*** PASSAGE PROVIDED
Posted: Fri Jul 20, 2007 9:35 pm
by john
Channel islands off Southern California.
Pygmy mastodons.
Evidence of very early people - like 12k years ago.
They certainly didn't swim that distance.
Connection, anyone?
john
Posted: Fri Jul 20, 2007 9:50 pm
by Minimalist
I think the only issue there is whether or not they had to swim/sail at all. If sea level was low enough might the whole continental shelf have been exposed?
Posted: Fri Jul 20, 2007 10:07 pm
by john
Posted: Fri Jul 20, 2007 10:24 pm
by Minimalist
Okay...if they're right, someone needed a boat to get there.
Posted: Sat Jul 21, 2007 5:35 pm
by Rokcet Scientist
Minimalist wrote:Okay...if they're right, someone needed a boat to get there.
Really?
The Anacapa Islands were/are less than 10 kilometers from the mainland coast. You could/can
see the Anacapa Islands from shore! When people (think they) know (see) the destination the trip there doesn't feel as much as a
really stupid gamble. So they find ways, by trial and error. Floatation devices, rafts, in this case. But I doubt whether those could be called 'boats' by any stretch of the imagination.
Posted: Sat Jul 21, 2007 6:34 pm
by Minimalist
I'm not going to get technical. If it floats and can carry people, it's a boat.
Or at least, boatish.
Posted: Sat Jul 21, 2007 7:02 pm
by Rokcet Scientist
Minimalist wrote:I'm not going to get technical. If it floats and can carry people, it's a boat.
Or at least, boatish.
I think it's very important for the timing here: 'boats' imply a level of insight and technological prowess that hominids developed maybe almost a
million years
after rafts started being used! I'm positing HE rafted.
******
*** SOURCE EXCERPT
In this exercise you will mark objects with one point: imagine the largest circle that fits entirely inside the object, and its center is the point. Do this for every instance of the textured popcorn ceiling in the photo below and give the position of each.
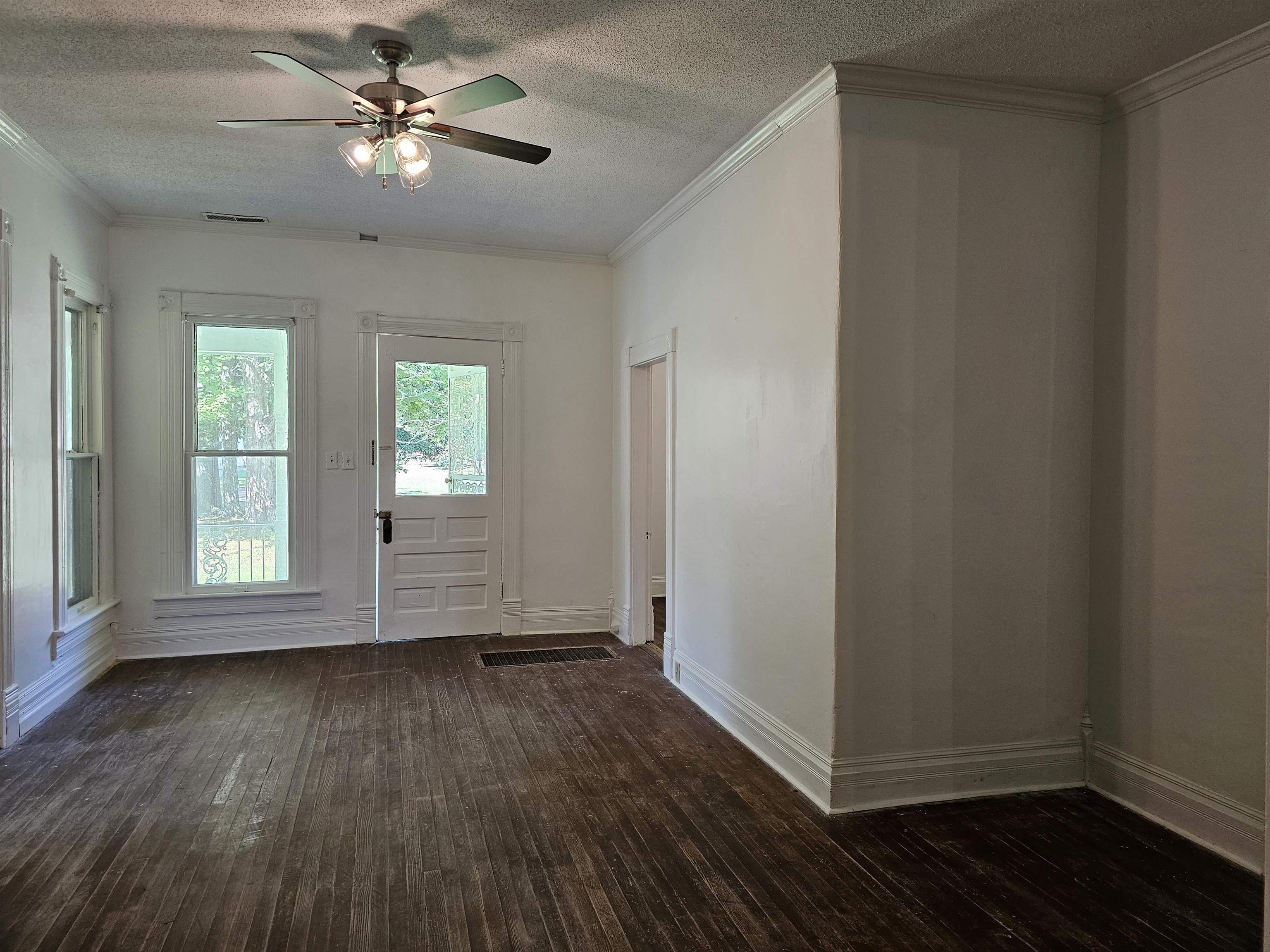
(634, 98)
******
SET EXERCISE >> According to the forum thread about the Channel Islands, how far were the Anacapa Islands from the mainland coast?

TASK RESULT >> Less than 10 kilometers.